Source passage »

━━━━━━

Fruits, vegetables, fat-free or low-fat (one percent) dairy foods and fish are good natural sources of potassium, notes the health body.
Other potassium-rich foods include:
- Apricots and apricot juice
- Cantaloupe and honeydew melon
- Fat-free yogurt
- Grapefruit and grapefruit juice (talk to your healthcare provider if you’re taking a cholesterol-lowering drug)
- Lima beans
- Oranges and orange juice
- Prunes and prune juice
- Raisins and dates
- Tomatoes, tomato juice and tomato sauce
Other key lifestyle interventions
Exercise also offers a robust defence against high blood pressure.
The Mayo Clinic explains: “Regular physical activity makes your heart stronger. A stronger heart can pump more blood with less effort.
“As a result, the force on your arteries decreases, lowering your blood pressure.”
As the health body notes, regular exercise also helps you maintain a healthy weight — another important way to control blood pressure.
“To keep your blood pressure healthy, you need to keep exercising on a regular basis,” it adds.
How to test for high blood pressure
“High blood pressure does not usually have any symptoms, so the only way to find out if you have it is to get your blood pressure checked,” explains the NHS.
According to the health body, healthy adults aged over 40 should have their blood pressure checked at least once every five years.
“If you’re at an increased risk of high blood pressure, you should have your blood pressure checked more often, ideally once a year.”

━━━━━━

[Stored records]
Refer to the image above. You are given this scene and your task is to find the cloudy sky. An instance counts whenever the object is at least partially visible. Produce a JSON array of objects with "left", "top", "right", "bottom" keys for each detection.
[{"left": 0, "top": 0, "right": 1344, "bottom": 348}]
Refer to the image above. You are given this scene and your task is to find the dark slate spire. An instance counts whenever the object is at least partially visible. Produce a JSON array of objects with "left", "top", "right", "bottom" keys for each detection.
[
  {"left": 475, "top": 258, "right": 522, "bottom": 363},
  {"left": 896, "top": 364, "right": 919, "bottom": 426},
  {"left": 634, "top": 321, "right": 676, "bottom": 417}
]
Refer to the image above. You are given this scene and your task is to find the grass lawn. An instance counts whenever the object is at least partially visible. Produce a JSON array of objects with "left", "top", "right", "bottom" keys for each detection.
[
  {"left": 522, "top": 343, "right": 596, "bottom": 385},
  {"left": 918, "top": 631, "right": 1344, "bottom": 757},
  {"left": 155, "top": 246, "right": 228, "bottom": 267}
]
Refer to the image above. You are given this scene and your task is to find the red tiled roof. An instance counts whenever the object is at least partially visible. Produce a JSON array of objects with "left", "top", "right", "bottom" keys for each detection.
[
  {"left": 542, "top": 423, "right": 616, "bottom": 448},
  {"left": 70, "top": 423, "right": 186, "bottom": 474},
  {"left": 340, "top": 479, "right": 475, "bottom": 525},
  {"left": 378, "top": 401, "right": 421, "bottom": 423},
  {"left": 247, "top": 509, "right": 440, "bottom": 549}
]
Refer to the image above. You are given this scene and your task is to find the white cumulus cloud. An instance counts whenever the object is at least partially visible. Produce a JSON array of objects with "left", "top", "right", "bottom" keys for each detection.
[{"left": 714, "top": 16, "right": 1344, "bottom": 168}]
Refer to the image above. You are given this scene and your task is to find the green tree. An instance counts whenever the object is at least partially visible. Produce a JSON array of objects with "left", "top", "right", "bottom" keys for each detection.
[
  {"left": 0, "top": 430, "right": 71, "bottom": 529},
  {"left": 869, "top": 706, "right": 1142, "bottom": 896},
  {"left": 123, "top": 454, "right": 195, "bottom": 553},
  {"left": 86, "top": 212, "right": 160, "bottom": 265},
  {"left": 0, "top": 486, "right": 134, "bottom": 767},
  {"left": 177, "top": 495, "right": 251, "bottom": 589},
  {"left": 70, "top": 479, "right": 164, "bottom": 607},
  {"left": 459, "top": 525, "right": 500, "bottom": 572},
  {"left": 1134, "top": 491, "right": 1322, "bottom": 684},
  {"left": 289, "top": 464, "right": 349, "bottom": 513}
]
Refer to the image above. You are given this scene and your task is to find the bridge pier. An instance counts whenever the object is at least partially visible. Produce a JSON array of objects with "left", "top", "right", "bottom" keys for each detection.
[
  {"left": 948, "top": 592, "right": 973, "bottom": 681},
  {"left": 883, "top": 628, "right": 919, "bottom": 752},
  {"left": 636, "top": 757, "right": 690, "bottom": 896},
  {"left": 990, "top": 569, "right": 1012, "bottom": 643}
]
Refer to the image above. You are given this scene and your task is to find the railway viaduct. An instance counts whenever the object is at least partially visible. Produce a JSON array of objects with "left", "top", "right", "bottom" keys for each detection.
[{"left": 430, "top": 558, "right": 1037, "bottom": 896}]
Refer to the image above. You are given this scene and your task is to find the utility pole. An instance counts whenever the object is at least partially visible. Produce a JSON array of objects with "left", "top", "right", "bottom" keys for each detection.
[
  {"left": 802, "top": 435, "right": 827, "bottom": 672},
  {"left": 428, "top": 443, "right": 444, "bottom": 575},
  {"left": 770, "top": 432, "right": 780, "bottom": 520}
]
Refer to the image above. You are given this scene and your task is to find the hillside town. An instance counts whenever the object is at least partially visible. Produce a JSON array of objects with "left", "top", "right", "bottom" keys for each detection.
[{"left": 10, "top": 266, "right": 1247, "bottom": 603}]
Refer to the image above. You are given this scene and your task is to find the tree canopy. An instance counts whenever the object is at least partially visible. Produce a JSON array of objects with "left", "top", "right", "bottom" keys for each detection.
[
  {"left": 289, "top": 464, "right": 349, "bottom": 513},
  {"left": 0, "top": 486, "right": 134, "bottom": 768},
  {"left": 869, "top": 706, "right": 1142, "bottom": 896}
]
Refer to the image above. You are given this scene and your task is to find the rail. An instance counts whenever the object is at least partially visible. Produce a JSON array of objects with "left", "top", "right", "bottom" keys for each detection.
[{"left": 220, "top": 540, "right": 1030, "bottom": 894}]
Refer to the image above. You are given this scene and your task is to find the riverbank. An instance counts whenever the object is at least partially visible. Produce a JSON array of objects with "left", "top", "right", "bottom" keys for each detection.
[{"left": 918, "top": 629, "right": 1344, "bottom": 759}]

━━━━━━

Questions on the material »
A) Answer these questions using the blood pressure passage:
(i) How often should healthy adults aged over 40 have their blood pressure checked?
(ii) With what kind of drug should grapefruit prompt a talk with a healthcare provider?
(iii) According to the Mayo Clinic, what can a stronger heart do?
B) Translate this sentence from the blood pressure passage into Spanish: "Exercise also offers a robust defence against high blood pressure."
None of the stored records is required for the work that follows.

Per-task outputs »
A)
(i) At least once every five years.
(ii) A cholesterol-lowering drug.
(iii) Pump more blood with less effort.

B) El ejercicio también ofrece una sólida defensa contra la presión arterial alta.